Jakarta (ANTARA) - Ketua Komisi Pemberantasan Korupsi (KPK) Firli Bahuri mengeluarkan Surat Keputusan (SK) Pimpinan KPK Nomor 652 Tahun 2021 tentang Hasil Tes Wawasan Kebangsaan (TWK) Pegawai yang Tidak Memenuhi Syarat dalam Rangka Pengalihan Pegawai KPK menjadi Pegawai Aparatur Sipil Negara (ASN).
SK ditetapkan di Jakarta pada tanggal 7 Mei 2021 ditandatangani Firli. Untuk salinan yang sah, ditandatangani Plh. Kepala Biro SDM Yonathan Demme Tangdilintin.
Baca juga: Novel Baswedan nilai SK penonaktifan 75 pegawai tindakan sewenang-wenang
Ada empat poin yang tercantum dalam SK tersebut. Pertama, menetapkan nama-nama pegawai yang tersebut dalam lampiran surat keputusan ini tidak memenuhi syarat dalam rangka pengalihan pegawai KPK menjadi pegawai ASN.
Kedua, memerintahkan kepada pegawai sebagaimana dimaksud pada Diktum Kesatu agar menyerahkan tugas dan tanggung jawab kepada atasannya langsung sambil menunggu keputusan lebih lanjut.
Ketiga, menetapkan lampiran dalam keputusan ini merupakan bagian yang tidak terpisahkan dari keputusan ini.

**Soal Latihan**
**A.** Jawablah pertanyaan berikut berdasarkan berita tentang SK Pimpinan KPK.
(i) Di mana dan pada tanggal berapa SK itu ditetapkan?
(ii) Siapa yang menandatangani salinan yang sah?
(iii) Kepada siapa pegawai yang disebut dalam Diktum Kesatu diperintahkan menyerahkan tugas dan tanggung jawabnya?
**B.** Tentukan apakah setiap pernyataan berikut sesuai dengan berita tentang SK Pimpinan KPK. Jawab ya atau tidak dan kutip kata-kata penentunya.
(i) SK tersebut bernomor 652 Tahun 2021.
(ii) Pegawai yang namanya tercantum dalam lampiran dinyatakan memenuhi syarat untuk dialihkan menjadi pegawai ASN.
(iii) Lampiran SK dianggap terpisah dari keputusan itu sendiri.
Data yang menyusul tidak digunakan sama sekali dalam pengerjaan soal.

**Data Tersedia**
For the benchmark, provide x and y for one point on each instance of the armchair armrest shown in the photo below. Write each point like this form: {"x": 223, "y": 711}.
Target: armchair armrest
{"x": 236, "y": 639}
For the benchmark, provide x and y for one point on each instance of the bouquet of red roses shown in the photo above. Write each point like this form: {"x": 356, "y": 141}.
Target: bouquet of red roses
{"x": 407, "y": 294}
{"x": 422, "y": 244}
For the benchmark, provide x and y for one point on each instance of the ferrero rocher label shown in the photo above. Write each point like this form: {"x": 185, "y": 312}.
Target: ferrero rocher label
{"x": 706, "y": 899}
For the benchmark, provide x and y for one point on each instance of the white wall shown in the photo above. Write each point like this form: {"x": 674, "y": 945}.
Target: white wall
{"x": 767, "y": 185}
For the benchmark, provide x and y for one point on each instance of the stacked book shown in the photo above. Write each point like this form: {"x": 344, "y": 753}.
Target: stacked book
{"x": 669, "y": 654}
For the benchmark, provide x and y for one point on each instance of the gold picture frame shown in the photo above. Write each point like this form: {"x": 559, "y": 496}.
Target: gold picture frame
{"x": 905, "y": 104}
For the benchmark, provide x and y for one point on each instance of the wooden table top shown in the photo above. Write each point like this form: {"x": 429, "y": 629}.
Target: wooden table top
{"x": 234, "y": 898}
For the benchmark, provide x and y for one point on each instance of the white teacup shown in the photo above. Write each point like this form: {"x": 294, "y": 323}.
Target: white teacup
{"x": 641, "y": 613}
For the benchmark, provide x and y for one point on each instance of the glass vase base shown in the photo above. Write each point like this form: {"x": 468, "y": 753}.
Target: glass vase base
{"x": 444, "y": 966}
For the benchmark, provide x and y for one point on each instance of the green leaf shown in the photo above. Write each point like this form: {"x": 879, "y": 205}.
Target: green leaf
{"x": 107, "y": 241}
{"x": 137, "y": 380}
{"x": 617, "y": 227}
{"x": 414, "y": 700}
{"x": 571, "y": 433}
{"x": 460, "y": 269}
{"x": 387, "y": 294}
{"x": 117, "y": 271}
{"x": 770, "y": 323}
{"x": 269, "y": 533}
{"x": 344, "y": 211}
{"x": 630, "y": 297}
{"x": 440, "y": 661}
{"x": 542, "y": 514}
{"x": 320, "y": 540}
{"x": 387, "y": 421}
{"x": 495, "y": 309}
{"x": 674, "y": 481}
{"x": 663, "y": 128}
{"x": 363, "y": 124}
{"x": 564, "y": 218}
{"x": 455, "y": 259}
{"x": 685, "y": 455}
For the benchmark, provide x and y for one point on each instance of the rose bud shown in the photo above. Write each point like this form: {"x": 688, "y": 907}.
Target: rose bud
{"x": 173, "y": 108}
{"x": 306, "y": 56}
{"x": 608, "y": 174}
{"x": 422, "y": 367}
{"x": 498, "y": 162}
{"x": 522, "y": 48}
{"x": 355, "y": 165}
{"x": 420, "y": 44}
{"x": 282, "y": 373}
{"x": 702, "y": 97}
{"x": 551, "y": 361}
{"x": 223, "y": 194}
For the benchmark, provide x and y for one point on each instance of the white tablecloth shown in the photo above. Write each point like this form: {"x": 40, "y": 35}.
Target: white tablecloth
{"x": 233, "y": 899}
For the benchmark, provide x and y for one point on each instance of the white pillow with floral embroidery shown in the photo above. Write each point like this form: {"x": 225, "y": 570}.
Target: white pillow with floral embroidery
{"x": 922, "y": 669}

**Jawaban Setiap Soal**
**A.**
(i) Di Jakarta, pada tanggal 7 Mei 2021.
(ii) Plh. Kepala Biro SDM Yonathan Demme Tangdilintin.
(iii) Kepada atasannya langsung.

**B.**
(i) Ya: "Nomor 652 Tahun 2021".
(ii) Tidak: "tidak memenuhi syarat dalam rangka pengalihan pegawai KPK menjadi pegawai ASN".
(iii) Tidak: "merupakan bagian yang tidak terpisahkan dari keputusan ini".